>> Begin SUPPLIED ENTRIES
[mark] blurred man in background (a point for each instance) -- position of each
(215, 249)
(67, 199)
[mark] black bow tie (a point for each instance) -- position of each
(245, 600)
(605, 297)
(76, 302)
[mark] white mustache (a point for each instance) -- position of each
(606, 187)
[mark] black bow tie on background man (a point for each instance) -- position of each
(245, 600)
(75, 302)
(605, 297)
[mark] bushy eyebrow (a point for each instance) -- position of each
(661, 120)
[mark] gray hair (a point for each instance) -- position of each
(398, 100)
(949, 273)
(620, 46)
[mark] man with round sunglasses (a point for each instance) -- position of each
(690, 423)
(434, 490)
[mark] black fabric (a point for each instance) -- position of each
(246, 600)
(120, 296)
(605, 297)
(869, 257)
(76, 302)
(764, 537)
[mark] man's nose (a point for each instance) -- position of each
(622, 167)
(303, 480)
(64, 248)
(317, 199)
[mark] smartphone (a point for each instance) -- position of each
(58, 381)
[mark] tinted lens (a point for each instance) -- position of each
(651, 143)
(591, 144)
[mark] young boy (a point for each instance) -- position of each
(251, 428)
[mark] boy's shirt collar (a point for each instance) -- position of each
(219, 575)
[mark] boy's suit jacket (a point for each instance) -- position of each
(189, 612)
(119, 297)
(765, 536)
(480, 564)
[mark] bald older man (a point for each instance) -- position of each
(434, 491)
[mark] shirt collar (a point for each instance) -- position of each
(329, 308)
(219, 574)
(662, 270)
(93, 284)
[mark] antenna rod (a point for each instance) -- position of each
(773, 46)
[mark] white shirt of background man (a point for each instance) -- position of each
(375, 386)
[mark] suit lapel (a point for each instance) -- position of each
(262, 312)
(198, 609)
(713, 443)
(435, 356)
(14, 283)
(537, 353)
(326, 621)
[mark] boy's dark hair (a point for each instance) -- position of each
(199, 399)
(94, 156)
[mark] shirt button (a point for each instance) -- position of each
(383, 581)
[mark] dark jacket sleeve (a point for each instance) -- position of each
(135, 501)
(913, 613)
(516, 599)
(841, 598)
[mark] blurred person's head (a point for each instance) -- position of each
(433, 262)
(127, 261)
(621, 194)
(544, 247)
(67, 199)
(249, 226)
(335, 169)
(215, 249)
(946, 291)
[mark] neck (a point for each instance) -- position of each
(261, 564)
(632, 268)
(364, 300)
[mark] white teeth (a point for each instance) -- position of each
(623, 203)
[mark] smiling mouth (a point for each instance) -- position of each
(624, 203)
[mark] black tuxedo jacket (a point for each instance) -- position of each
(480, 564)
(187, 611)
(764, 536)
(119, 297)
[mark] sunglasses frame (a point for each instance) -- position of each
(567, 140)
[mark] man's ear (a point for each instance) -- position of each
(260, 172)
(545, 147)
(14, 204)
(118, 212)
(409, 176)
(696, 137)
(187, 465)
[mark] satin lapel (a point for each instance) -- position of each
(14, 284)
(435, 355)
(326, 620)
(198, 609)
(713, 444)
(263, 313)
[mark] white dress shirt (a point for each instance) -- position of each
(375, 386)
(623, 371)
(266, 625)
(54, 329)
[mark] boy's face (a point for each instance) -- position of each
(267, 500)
>> End SUPPLIED ENTRIES
* [WHAT TO WORK ON]:
Format every line of the records above as a Markdown table with the columns Entry and Text. Put the row number under Entry and the line itself under Text, leaving out blank lines.

* [OUTPUT]:
| Entry | Text |
|---|---|
| 1 | [mark] blurred man in background (a point for each instance) -- position of each |
| 2 | (215, 249) |
| 3 | (67, 199) |
| 4 | [mark] black bow tie (a point for each instance) -- position of each |
| 5 | (245, 600) |
| 6 | (605, 297) |
| 7 | (76, 302) |
| 8 | [mark] white mustache (a point for each instance) -- position of each |
| 9 | (606, 187) |
| 10 | [mark] black bow tie on background man (a point for each instance) -- position of each |
| 11 | (245, 600) |
| 12 | (75, 302) |
| 13 | (605, 297) |
| 14 | [mark] bushy eyebrow (a point for each instance) -- position of each |
| 15 | (661, 120) |
| 16 | [mark] gray hair (a point for each instance) -- position of each |
| 17 | (398, 100) |
| 18 | (949, 273) |
| 19 | (620, 46) |
| 20 | [mark] man with round sunglasses (a point for each instance) -- position of each |
| 21 | (690, 423) |
| 22 | (434, 490) |
| 23 | [mark] black fabric (a point for each instance) -- position of each |
| 24 | (246, 600) |
| 25 | (120, 296) |
| 26 | (605, 297) |
| 27 | (869, 257) |
| 28 | (76, 302) |
| 29 | (764, 537) |
| 30 | [mark] man's nose (a point for each instance) -- position of each |
| 31 | (622, 167) |
| 32 | (303, 480) |
| 33 | (64, 248) |
| 34 | (317, 199) |
| 35 | [mark] smartphone (a point for each instance) -- position of each |
| 36 | (58, 381) |
| 37 | [mark] tinted lens (a point for each instance) -- position of each |
| 38 | (651, 143) |
| 39 | (591, 144) |
| 40 | [mark] young boy (a point for each instance) -- position of each |
| 41 | (251, 428) |
| 42 | [mark] boy's shirt collar (a point for each instance) -- position of each |
| 43 | (219, 575) |
| 44 | [mark] boy's suit jacket (a point for each instance) -- position of each |
| 45 | (189, 612) |
| 46 | (119, 297) |
| 47 | (765, 536) |
| 48 | (480, 564) |
| 49 | [mark] bald older man (a point for each instance) -- position of each |
| 50 | (434, 491) |
| 51 | [mark] shirt collar (a point for each instance) -- position of each |
| 52 | (329, 308) |
| 53 | (219, 574) |
| 54 | (662, 270) |
| 55 | (93, 284) |
| 56 | [mark] antenna rod (a point for each instance) -- position of each |
| 57 | (773, 46) |
| 58 | [mark] white shirt of background man (a point for each instance) -- position of each |
| 59 | (375, 386) |
| 60 | [mark] suit lapel (a point for each instance) -- position of each |
| 61 | (262, 312) |
| 62 | (198, 609) |
| 63 | (713, 443) |
| 64 | (435, 356) |
| 65 | (14, 283) |
| 66 | (537, 353) |
| 67 | (326, 621) |
| 68 | [mark] boy's dark hair (a point for each instance) -- position of each |
| 69 | (199, 399) |
| 70 | (94, 156) |
| 71 | [mark] shirt button (a point for each instance) -- position of each |
| 72 | (383, 581) |
| 73 | [mark] dark jacket sleeve (a point for each instance) -- position of each |
| 74 | (135, 501) |
| 75 | (913, 613) |
| 76 | (516, 599) |
| 77 | (841, 598) |
| 78 | [mark] blurred person's head (a point for each instance) -- position of each |
| 79 | (433, 262) |
| 80 | (127, 261) |
| 81 | (621, 194) |
| 82 | (544, 247) |
| 83 | (67, 199) |
| 84 | (249, 226) |
| 85 | (335, 169) |
| 86 | (215, 249) |
| 87 | (946, 291) |
| 88 | [mark] neck (a point for each instance) -- position of each |
| 89 | (261, 564) |
| 90 | (632, 268) |
| 91 | (364, 300) |
| 92 | [mark] white teeth (a point for each instance) -- position of each |
| 93 | (623, 203) |
| 94 | [mark] smiling mouth (a point for each instance) -- position of each |
| 95 | (624, 203) |
| 96 | [mark] black tuxedo jacket (a point for each instance) -- position of each |
| 97 | (480, 564) |
| 98 | (187, 611) |
| 99 | (764, 536) |
| 100 | (119, 297) |
| 101 | [mark] sunglasses frame (a point for each instance) -- position of each |
| 102 | (567, 140) |
| 103 | [mark] man's ear (a point for each instance) -- position of each |
| 104 | (260, 172) |
| 105 | (545, 147) |
| 106 | (14, 204) |
| 107 | (118, 212) |
| 108 | (409, 176) |
| 109 | (696, 137) |
| 110 | (187, 465) |
| 111 | [mark] satin lapel (a point for each instance) -- position of each |
| 112 | (14, 284) |
| 113 | (435, 355) |
| 114 | (326, 620) |
| 115 | (198, 609) |
| 116 | (713, 444) |
| 117 | (263, 313) |
| 118 | [mark] white dress shirt (a point for each instance) -- position of each |
| 119 | (375, 386) |
| 120 | (623, 371) |
| 121 | (266, 625) |
| 122 | (54, 329) |
| 123 | [mark] boy's face (a point for each instance) -- position of each |
| 124 | (267, 500) |